- WHAT YOU HAVE TO DO
Print the following listing line for line, with no changes.

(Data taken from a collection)

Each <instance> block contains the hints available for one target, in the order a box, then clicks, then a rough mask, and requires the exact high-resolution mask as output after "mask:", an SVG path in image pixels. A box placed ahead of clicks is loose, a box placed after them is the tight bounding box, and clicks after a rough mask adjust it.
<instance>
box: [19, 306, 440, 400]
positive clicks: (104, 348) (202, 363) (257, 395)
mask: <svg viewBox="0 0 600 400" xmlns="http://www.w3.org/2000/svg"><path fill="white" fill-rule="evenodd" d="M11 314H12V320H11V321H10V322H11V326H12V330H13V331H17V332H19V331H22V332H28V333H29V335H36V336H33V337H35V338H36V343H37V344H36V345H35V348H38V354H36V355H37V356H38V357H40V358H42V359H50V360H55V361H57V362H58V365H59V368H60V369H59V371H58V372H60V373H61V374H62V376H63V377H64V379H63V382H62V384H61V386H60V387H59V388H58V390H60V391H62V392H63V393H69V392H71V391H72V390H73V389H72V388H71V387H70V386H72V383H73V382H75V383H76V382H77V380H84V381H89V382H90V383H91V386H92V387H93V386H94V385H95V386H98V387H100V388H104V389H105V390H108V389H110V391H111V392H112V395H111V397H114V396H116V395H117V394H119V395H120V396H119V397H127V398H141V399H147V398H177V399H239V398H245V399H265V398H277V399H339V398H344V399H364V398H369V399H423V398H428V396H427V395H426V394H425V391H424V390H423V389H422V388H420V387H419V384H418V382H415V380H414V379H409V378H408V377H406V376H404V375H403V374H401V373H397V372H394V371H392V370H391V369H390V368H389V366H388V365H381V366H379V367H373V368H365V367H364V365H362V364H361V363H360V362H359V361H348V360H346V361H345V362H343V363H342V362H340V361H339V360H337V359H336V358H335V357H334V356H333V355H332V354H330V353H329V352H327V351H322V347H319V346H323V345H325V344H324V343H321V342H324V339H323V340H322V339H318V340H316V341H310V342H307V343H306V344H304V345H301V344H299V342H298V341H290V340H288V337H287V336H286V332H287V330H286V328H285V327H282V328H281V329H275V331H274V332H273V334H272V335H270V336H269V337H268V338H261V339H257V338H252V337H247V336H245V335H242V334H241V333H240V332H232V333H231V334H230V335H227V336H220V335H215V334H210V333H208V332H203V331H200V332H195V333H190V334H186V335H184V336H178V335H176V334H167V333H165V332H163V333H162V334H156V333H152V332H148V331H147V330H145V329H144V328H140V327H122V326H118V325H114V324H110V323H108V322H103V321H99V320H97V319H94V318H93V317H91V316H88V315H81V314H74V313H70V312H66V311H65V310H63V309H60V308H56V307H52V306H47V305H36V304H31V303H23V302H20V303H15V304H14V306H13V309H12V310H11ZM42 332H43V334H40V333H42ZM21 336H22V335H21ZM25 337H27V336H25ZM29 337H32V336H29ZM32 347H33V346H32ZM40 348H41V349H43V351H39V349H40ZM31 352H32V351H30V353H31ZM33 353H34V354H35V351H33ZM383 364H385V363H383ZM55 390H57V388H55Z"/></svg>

- SOLUTION FOR THIS EXERCISE
Each <instance> block contains the hints available for one target, in the order a box, then clicks, then a rough mask, and requires the exact high-resolution mask as output after "mask:", an SVG path in image pixels. A box placed ahead of clicks is loose, a box placed after them is the tight bounding box, and clicks after a rough mask adjust it.
<instance>
box: [19, 306, 440, 400]
positive clicks: (104, 348) (202, 363) (257, 395)
mask: <svg viewBox="0 0 600 400" xmlns="http://www.w3.org/2000/svg"><path fill="white" fill-rule="evenodd" d="M11 314H12V320H11V321H10V322H11V326H12V330H13V331H17V332H19V331H22V332H28V333H29V335H36V336H33V337H35V338H36V343H37V344H36V345H35V348H38V354H36V355H37V356H38V357H40V358H42V359H50V360H55V361H57V362H58V365H59V368H60V369H59V371H58V372H60V373H61V374H62V376H63V377H64V379H63V382H62V384H61V386H60V387H59V388H58V390H60V391H62V392H63V393H69V392H71V391H72V390H73V389H72V388H71V387H70V386H72V383H73V382H75V383H76V382H77V380H84V381H89V382H90V383H91V386H92V387H93V386H94V385H95V386H98V387H100V388H104V389H105V390H108V389H110V391H111V392H112V395H111V397H114V396H116V395H117V394H119V395H120V396H119V397H127V398H141V399H147V398H177V399H239V398H245V399H265V398H277V399H339V398H344V399H364V398H369V399H423V398H428V396H427V395H426V394H425V391H424V390H423V389H422V388H420V387H419V384H418V382H415V380H414V379H409V378H408V377H406V376H404V375H403V374H401V373H397V372H394V371H392V370H391V369H390V368H389V366H388V365H381V366H379V367H373V368H365V367H364V365H362V364H361V363H360V362H359V361H348V360H346V361H345V362H343V363H342V362H340V361H339V360H337V359H336V358H335V357H334V356H333V355H332V354H330V353H329V352H327V351H322V347H319V346H323V345H325V344H324V343H321V342H324V339H323V340H322V339H318V340H316V341H310V342H307V343H306V344H304V345H301V344H299V342H298V341H290V340H288V337H287V336H286V332H287V330H286V328H285V327H282V328H281V329H275V331H274V332H273V334H272V335H270V336H269V337H268V338H261V339H257V338H252V337H247V336H245V335H242V334H241V333H240V332H232V333H231V334H230V335H227V336H220V335H215V334H210V333H208V332H203V331H200V332H195V333H190V334H186V335H184V336H178V335H176V334H167V333H165V332H163V333H162V334H156V333H152V332H148V331H147V330H145V329H144V328H140V327H122V326H118V325H114V324H110V323H108V322H103V321H99V320H97V319H94V318H93V317H91V316H88V315H81V314H74V313H70V312H66V311H65V310H63V309H60V308H56V307H52V306H47V305H36V304H31V303H23V302H20V303H15V304H14V306H13V309H12V310H11ZM42 332H43V334H40V333H42ZM21 336H22V335H21ZM25 337H27V336H25ZM29 337H32V336H29ZM32 347H33V346H32ZM40 348H41V349H43V351H39V349H40ZM31 352H32V351H30V353H31ZM33 353H34V354H35V351H33ZM383 364H385V363H383ZM55 390H57V388H55Z"/></svg>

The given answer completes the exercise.